# start of Excerpt provided
Even when you can postpone some imports to quickly fix the situation, it’s better to avoid this situation altogether by refactoring your code.
Otherwise, your code will break if a colleague wonders why there’s an import statement at the bottom of the file and moves it up.
TLDR; avoid circular imports!
Initializing nested lists correctly
If you want to initialize a list with a certain size in Python, you can use the following clean syntax:
>>> arr = [None]*3
>>> arr
[None, None, None]
We can then fill the list with elements:
>>> arr[1] = 1
>>> arr
[None, 1, None]
But watch what happens when we try to use the same syntax for declaring a 2D dynamic array:
>>> arr2 = [[]]*3
>>> arr2
[[], [], []]
>>> arr2[1].append(1)
>>> arr2
[[1], [1], [1]]
The desired result here was the ragged array [[], [1], []], but instead we accidentally filled all nested lists…
What happened?!
Well, we observe here that the * operator creates a list where the elements reference the same underlying object!
>>> id(arr2[0])
1474142748360
>>> id(arr2[1])
1474142748360
>>> id(arr2[2])
1474142748360
So that explains why adjusting one sublist affects all sublists: they are the same object.
But why did we then not have the same issue when initializing the flat empty list with None objects?
Actually, the * operator works exactly the same here and also creates a reference to the same object.
>>> id(arr[0])
140720689536224
>>> id(arr[2])
140720689536224
But if we inspect the element where we filled in a value, we do see that it is a new object:
>>> id(arr[1])
# end of Excerpt provided
Objective:
Pick up the write-up on Python list pitfalls where it stops, after the line ">>> id(arr[1])".
# start of Provided material
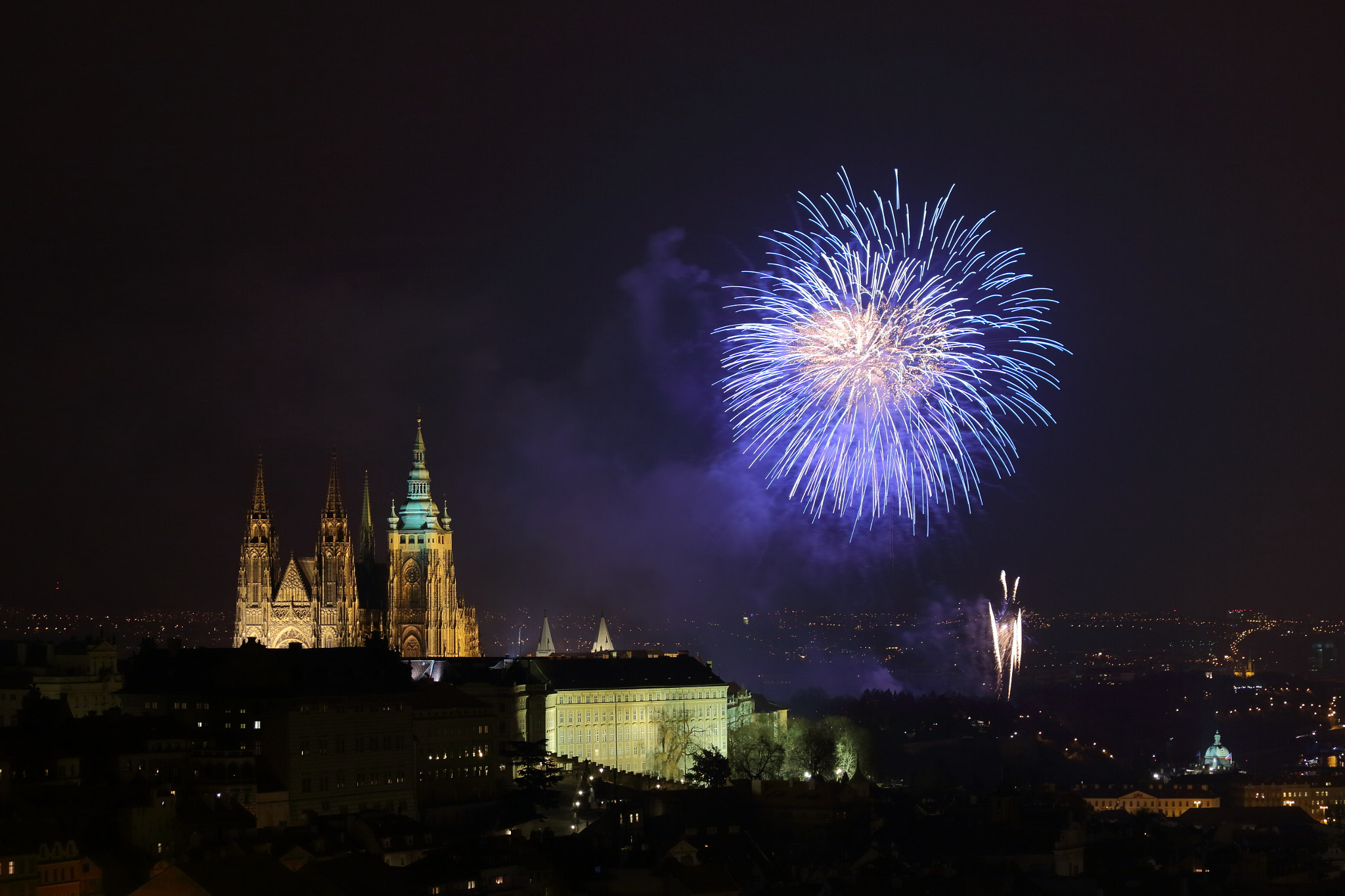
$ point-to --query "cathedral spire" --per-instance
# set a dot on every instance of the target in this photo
(366, 528)
(418, 511)
(545, 647)
(334, 503)
(603, 643)
(260, 494)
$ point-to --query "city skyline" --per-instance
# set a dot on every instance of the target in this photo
(535, 267)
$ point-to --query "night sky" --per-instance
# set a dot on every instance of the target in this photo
(294, 227)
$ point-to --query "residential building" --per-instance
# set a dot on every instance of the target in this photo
(290, 733)
(79, 673)
(638, 711)
(64, 871)
(1314, 796)
(456, 747)
(1168, 800)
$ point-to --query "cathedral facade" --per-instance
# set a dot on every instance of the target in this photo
(343, 595)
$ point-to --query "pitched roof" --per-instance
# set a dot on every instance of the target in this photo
(1248, 817)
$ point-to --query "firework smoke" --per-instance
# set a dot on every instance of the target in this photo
(888, 351)
(1006, 637)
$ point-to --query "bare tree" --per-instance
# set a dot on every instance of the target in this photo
(676, 735)
(813, 748)
(757, 752)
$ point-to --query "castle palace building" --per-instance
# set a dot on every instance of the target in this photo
(341, 597)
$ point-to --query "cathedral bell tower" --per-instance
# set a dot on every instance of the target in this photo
(426, 617)
(334, 574)
(256, 567)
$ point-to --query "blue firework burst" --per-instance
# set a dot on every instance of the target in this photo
(885, 355)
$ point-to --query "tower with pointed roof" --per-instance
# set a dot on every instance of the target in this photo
(545, 647)
(603, 641)
(256, 566)
(334, 572)
(426, 616)
(343, 595)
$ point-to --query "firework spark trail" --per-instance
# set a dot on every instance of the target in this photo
(1006, 637)
(887, 352)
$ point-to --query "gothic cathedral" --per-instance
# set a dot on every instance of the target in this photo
(340, 597)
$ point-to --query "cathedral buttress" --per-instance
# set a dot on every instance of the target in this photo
(256, 567)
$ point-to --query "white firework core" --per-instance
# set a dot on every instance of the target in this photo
(887, 352)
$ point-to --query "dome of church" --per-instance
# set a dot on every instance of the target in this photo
(1218, 750)
(1218, 757)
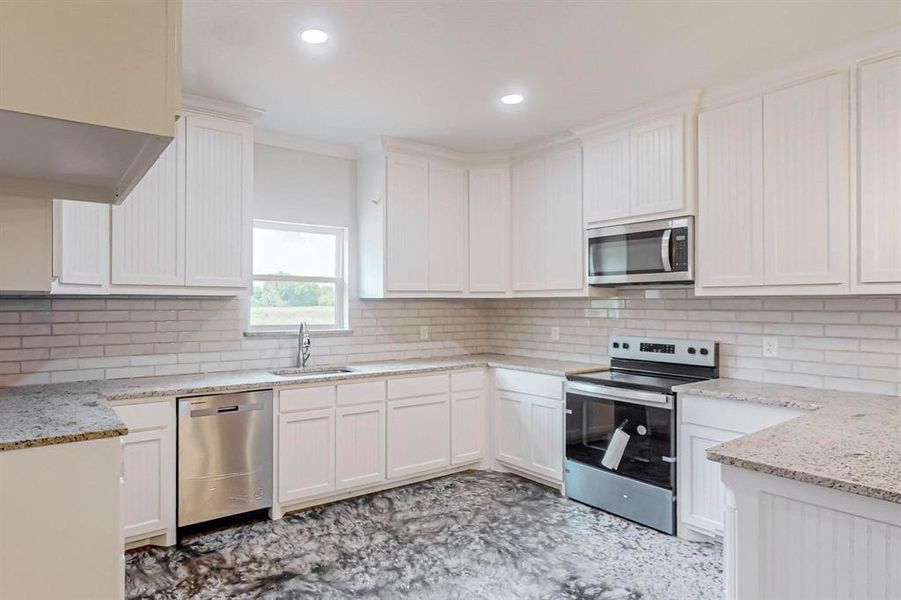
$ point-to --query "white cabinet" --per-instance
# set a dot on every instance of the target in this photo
(805, 185)
(547, 223)
(730, 195)
(306, 454)
(879, 177)
(148, 228)
(148, 468)
(81, 246)
(706, 422)
(529, 423)
(489, 230)
(359, 445)
(218, 192)
(636, 173)
(773, 193)
(606, 169)
(447, 227)
(418, 435)
(407, 243)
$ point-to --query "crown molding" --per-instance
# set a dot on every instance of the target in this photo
(220, 108)
(302, 144)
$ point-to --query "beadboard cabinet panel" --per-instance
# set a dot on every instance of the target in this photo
(148, 229)
(218, 189)
(730, 188)
(805, 187)
(408, 224)
(879, 173)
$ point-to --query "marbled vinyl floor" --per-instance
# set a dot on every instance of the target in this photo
(473, 535)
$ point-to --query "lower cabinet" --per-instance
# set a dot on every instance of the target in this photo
(706, 422)
(148, 471)
(529, 427)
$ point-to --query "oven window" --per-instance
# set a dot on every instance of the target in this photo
(591, 424)
(629, 253)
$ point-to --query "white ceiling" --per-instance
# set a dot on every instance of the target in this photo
(432, 71)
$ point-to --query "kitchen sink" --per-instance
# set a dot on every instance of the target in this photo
(312, 371)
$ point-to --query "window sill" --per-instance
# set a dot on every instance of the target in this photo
(314, 333)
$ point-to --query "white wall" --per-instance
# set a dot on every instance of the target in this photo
(304, 187)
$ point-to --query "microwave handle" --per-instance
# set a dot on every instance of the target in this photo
(664, 250)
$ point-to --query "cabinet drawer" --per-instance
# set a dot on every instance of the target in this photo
(306, 398)
(418, 386)
(468, 380)
(733, 415)
(150, 415)
(359, 393)
(524, 382)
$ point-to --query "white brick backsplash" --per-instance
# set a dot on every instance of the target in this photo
(842, 343)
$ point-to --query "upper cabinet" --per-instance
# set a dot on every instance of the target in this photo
(638, 172)
(96, 80)
(773, 203)
(489, 230)
(878, 265)
(547, 233)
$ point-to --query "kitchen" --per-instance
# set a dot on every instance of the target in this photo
(465, 337)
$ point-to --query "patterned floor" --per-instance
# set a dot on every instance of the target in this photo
(477, 535)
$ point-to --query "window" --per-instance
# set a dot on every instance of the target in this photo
(298, 275)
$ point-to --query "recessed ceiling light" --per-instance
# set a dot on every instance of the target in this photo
(313, 36)
(512, 99)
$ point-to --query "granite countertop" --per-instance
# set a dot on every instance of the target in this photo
(848, 441)
(43, 415)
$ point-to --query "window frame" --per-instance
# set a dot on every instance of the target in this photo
(339, 280)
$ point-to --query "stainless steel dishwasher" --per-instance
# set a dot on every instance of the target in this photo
(224, 455)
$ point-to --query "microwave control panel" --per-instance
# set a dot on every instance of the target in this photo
(680, 249)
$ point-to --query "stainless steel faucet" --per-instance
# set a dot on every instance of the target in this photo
(303, 345)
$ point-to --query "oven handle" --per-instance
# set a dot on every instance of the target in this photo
(664, 250)
(604, 392)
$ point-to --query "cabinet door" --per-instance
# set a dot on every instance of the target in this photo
(658, 178)
(805, 189)
(81, 247)
(148, 491)
(467, 426)
(306, 454)
(418, 435)
(408, 224)
(564, 229)
(701, 492)
(218, 192)
(545, 437)
(510, 434)
(528, 225)
(359, 445)
(447, 227)
(489, 230)
(730, 195)
(879, 171)
(606, 179)
(148, 246)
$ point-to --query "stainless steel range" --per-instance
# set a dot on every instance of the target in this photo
(621, 427)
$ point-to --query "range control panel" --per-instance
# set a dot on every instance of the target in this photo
(686, 352)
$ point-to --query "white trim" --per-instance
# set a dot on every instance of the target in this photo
(301, 144)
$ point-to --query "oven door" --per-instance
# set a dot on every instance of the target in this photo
(595, 412)
(650, 252)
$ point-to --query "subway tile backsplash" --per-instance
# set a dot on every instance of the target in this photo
(843, 343)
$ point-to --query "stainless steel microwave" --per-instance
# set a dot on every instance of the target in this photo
(642, 253)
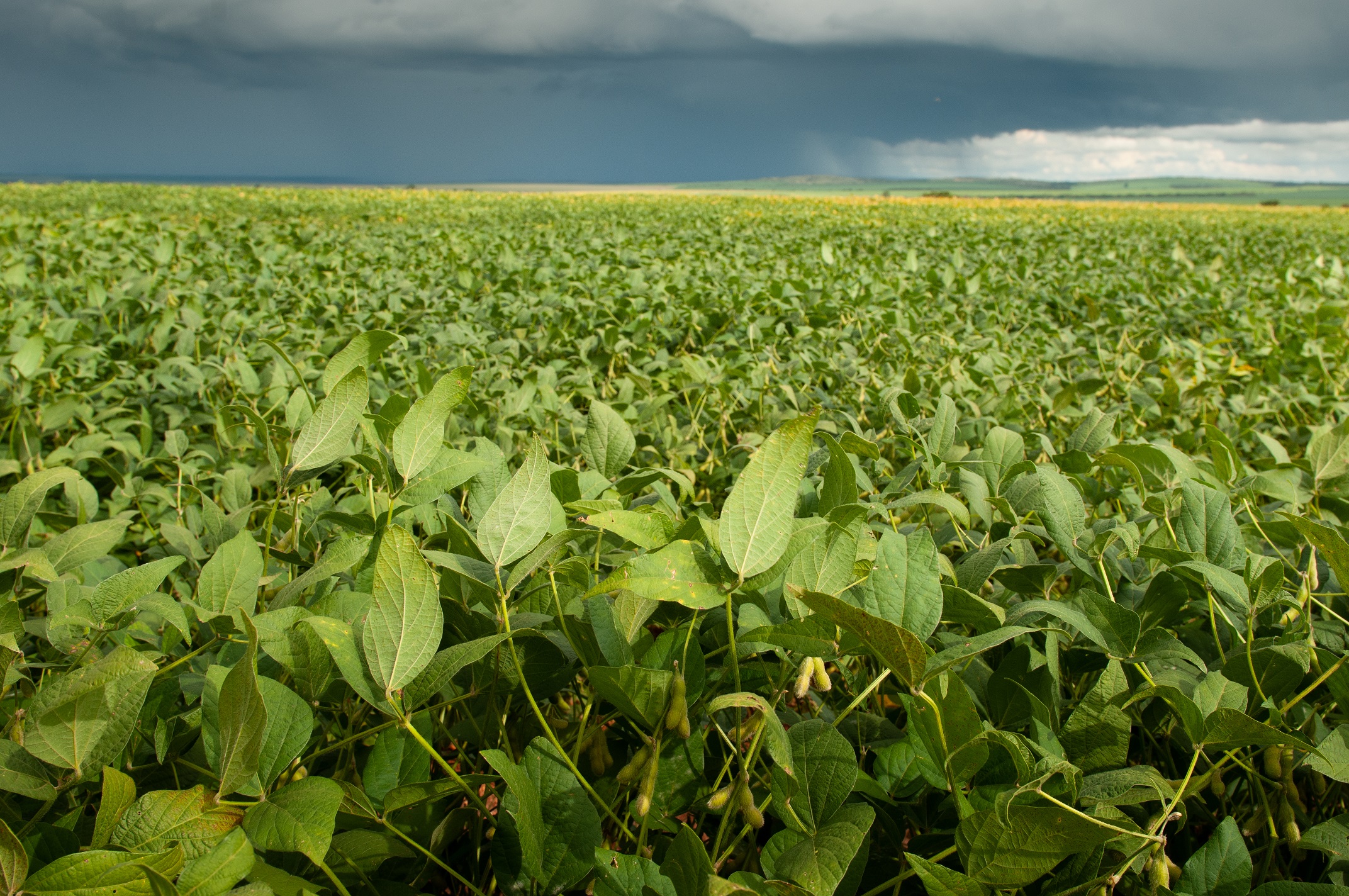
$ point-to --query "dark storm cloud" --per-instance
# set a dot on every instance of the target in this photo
(639, 91)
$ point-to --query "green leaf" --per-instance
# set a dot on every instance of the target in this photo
(23, 500)
(528, 811)
(571, 829)
(119, 792)
(1206, 525)
(116, 593)
(22, 773)
(291, 721)
(935, 498)
(243, 718)
(327, 436)
(686, 864)
(230, 580)
(1096, 736)
(681, 571)
(520, 516)
(14, 861)
(942, 882)
(1219, 868)
(905, 583)
(1019, 851)
(298, 818)
(191, 817)
(82, 718)
(404, 627)
(447, 664)
(756, 524)
(822, 860)
(1328, 542)
(216, 872)
(839, 486)
(620, 875)
(77, 546)
(1328, 452)
(420, 437)
(775, 736)
(823, 772)
(637, 692)
(607, 443)
(897, 648)
(362, 351)
(103, 873)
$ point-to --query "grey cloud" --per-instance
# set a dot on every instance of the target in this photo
(1205, 34)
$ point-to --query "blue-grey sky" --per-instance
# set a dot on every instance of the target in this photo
(632, 91)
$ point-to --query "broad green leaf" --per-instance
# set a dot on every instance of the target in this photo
(822, 860)
(686, 864)
(22, 773)
(103, 873)
(905, 583)
(192, 818)
(23, 500)
(528, 811)
(1014, 853)
(291, 721)
(298, 818)
(1219, 868)
(82, 718)
(404, 625)
(839, 486)
(681, 571)
(607, 443)
(1328, 452)
(521, 513)
(756, 524)
(327, 436)
(77, 546)
(634, 690)
(775, 734)
(1207, 527)
(119, 792)
(823, 772)
(14, 861)
(896, 647)
(243, 720)
(935, 498)
(362, 351)
(216, 872)
(620, 875)
(1096, 736)
(338, 557)
(942, 882)
(119, 591)
(571, 829)
(230, 580)
(418, 439)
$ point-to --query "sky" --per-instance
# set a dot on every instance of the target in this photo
(673, 91)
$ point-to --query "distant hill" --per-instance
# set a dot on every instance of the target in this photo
(1159, 189)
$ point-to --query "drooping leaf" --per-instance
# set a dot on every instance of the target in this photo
(756, 520)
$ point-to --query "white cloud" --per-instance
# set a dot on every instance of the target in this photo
(1184, 33)
(1250, 150)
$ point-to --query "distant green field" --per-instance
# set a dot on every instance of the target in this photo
(1162, 189)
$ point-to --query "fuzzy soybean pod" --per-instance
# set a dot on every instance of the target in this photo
(648, 788)
(822, 676)
(745, 798)
(803, 676)
(676, 720)
(634, 767)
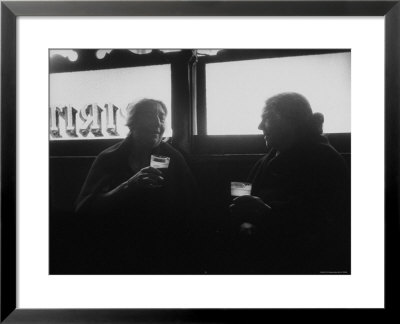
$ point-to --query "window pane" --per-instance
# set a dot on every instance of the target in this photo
(236, 91)
(74, 94)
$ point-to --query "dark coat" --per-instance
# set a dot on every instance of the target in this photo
(308, 189)
(145, 232)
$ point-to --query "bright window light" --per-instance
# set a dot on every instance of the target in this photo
(92, 104)
(237, 91)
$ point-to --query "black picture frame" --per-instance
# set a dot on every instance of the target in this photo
(10, 10)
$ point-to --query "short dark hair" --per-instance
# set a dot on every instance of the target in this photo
(296, 107)
(132, 109)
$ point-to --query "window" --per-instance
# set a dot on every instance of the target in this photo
(236, 91)
(92, 104)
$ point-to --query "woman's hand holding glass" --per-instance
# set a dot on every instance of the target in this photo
(249, 212)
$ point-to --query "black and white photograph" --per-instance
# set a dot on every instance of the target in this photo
(199, 161)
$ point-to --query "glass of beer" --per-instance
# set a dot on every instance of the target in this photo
(159, 162)
(240, 189)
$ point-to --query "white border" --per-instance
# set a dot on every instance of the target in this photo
(363, 288)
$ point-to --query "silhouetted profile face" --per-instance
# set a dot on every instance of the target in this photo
(286, 120)
(148, 124)
(278, 131)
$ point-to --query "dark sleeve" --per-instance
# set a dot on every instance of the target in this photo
(95, 183)
(321, 205)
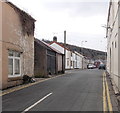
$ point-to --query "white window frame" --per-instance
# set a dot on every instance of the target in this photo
(14, 58)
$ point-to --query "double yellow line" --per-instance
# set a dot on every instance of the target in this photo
(107, 106)
(27, 85)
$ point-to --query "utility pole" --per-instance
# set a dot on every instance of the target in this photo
(64, 49)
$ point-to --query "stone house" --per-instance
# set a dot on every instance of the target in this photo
(113, 42)
(16, 45)
(47, 61)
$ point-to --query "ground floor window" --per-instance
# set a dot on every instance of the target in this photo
(14, 63)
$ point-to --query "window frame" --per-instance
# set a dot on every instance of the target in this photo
(14, 58)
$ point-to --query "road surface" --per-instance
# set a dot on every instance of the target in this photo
(78, 90)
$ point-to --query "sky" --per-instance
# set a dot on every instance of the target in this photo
(82, 20)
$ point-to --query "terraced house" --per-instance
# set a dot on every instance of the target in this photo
(16, 44)
(113, 48)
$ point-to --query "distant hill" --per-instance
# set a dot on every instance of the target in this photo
(90, 53)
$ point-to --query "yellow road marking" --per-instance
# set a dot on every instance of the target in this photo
(25, 86)
(106, 96)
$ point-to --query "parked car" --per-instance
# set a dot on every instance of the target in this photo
(102, 66)
(91, 66)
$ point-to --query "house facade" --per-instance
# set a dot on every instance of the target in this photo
(47, 61)
(16, 45)
(79, 60)
(113, 47)
(68, 63)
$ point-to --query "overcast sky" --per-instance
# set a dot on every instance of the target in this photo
(82, 19)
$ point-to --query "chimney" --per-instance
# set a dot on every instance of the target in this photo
(55, 39)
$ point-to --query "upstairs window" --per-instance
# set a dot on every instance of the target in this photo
(14, 63)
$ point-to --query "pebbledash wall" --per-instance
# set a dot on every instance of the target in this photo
(113, 47)
(16, 45)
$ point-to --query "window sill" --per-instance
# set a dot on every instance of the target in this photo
(14, 78)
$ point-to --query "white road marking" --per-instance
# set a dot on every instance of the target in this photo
(37, 103)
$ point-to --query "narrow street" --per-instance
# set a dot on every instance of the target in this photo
(78, 90)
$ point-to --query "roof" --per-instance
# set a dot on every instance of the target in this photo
(47, 46)
(60, 45)
(27, 22)
(15, 7)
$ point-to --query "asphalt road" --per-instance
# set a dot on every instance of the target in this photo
(78, 90)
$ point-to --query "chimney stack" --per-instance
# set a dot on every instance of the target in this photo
(55, 39)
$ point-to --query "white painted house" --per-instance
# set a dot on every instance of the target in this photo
(113, 47)
(60, 48)
(79, 60)
(74, 60)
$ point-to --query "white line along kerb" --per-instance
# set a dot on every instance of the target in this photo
(37, 103)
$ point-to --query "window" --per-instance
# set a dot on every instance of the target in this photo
(14, 62)
(67, 62)
(71, 63)
(115, 45)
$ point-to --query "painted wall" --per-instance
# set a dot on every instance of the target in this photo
(68, 54)
(13, 39)
(113, 47)
(0, 45)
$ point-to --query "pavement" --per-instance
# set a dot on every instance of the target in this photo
(78, 90)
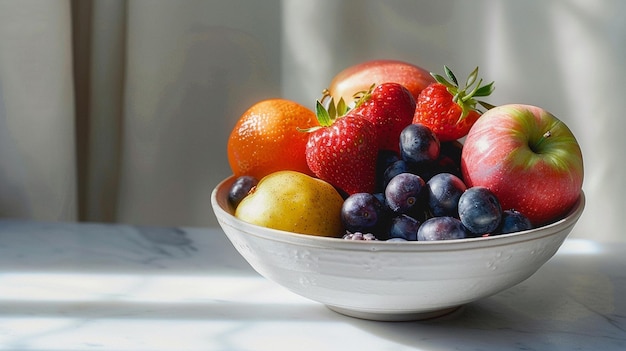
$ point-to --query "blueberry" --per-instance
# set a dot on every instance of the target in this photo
(418, 144)
(240, 189)
(513, 221)
(404, 227)
(452, 150)
(384, 160)
(404, 193)
(360, 236)
(361, 212)
(441, 228)
(479, 210)
(397, 167)
(444, 191)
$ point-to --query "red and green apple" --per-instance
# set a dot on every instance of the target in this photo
(361, 76)
(528, 157)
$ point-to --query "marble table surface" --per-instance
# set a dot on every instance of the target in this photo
(89, 286)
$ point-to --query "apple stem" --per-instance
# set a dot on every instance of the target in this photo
(545, 136)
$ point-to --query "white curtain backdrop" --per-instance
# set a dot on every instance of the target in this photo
(119, 110)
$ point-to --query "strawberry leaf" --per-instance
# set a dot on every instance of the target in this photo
(323, 117)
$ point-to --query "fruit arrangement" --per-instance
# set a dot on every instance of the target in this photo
(380, 158)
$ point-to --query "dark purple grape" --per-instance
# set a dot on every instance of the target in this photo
(418, 144)
(361, 212)
(441, 228)
(404, 227)
(479, 210)
(513, 221)
(444, 191)
(404, 193)
(240, 189)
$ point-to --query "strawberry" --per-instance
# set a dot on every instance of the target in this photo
(343, 150)
(448, 110)
(390, 107)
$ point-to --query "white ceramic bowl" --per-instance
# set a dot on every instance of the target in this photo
(392, 280)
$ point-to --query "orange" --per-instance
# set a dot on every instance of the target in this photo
(266, 138)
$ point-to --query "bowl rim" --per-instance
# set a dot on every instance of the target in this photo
(226, 218)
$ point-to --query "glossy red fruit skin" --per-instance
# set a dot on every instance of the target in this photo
(361, 76)
(528, 158)
(344, 154)
(390, 107)
(435, 109)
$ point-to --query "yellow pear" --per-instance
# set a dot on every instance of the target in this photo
(294, 202)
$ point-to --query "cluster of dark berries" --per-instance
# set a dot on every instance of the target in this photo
(421, 196)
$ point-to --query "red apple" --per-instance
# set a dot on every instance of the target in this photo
(528, 158)
(361, 76)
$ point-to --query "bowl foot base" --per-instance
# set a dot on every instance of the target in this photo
(393, 316)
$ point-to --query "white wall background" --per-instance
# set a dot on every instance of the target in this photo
(120, 110)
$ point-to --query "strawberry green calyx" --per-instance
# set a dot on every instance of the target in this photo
(363, 96)
(326, 116)
(465, 97)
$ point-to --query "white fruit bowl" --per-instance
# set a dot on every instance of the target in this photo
(392, 281)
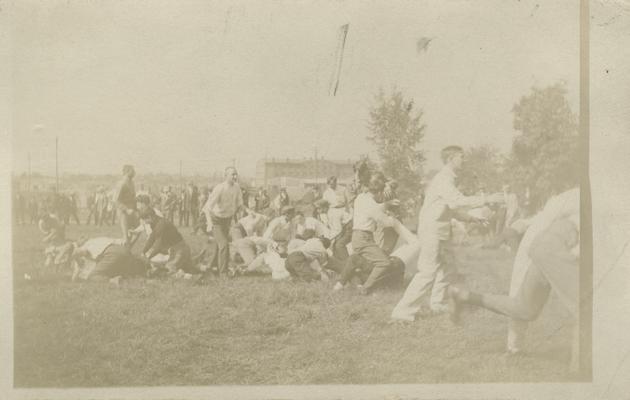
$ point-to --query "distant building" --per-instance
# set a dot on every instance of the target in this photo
(306, 170)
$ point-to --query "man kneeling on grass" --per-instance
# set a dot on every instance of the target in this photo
(166, 239)
(307, 257)
(105, 258)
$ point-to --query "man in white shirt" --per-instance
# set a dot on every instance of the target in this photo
(434, 230)
(367, 214)
(306, 259)
(553, 265)
(560, 206)
(223, 203)
(335, 196)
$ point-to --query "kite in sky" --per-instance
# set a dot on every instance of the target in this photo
(423, 44)
(341, 43)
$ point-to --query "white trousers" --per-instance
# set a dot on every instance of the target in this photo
(434, 269)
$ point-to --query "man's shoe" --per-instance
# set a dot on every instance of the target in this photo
(455, 298)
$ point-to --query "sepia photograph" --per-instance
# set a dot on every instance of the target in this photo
(289, 193)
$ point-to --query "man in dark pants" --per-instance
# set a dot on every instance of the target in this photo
# end of Provided material
Response to the task:
140720690012576
The crucial difference is that this NoneType object is immutable.
The referenced object cannot be changed but is rather replaced with a new object.
The same reasoning holds when we have a list of integers or strings.
In case of a list of lists, or a list of dictionaries (any mutable data structure) however, we can adjust the referenced object and then the change will reflect onto all sublists.
Because something like [1]*3 works as expected, it can be hard to spot the difference in behavior when working with nested mutable data structures.
If we explicitly replace a whole sublist with a new object, there’s no issue:
>>> arr2[1] = [2]
>>> arr2
[[1], [2], [1]]
This is not a practical solution though, because we want to be able to use functions like append() on sublists correctly.
The general solution is to force Python to make a new object for each sublist, which means - however nice and clean the syntax looks - we have to avoid using * for this!
Instead, create the sublists in an explicit loop or for example a list comprehension:
>>> arr3 = [[] for _ in range(3)]
>>> arr3
[[], [], []]
>>> arr3[1].append(1)
>>> arr3
[[], [1], []]
This way each of the sublists is its own object, rather than being a reference to the same list, because we force Python to evaluate [] 3 times instead of only once.
Regular expressions with optional starting or ending groups
I’m currently working on a classifier that can extract punishments from Dutch criminal law decisions. One of those punishments is called “TBS”, which is assigned in severe cases where it is shown that the suspect was under the influence of a psychiatric condition at the time of committing the crime.
There’s two types of TBS in the Netherlands: with “verpleging” (mandatory psychiatric treatment) and with “voorwaarden” (several conditions). We want to match “terbeschikkingstelling” (TBS), but if the type of TBS is specified, we want to capture that too.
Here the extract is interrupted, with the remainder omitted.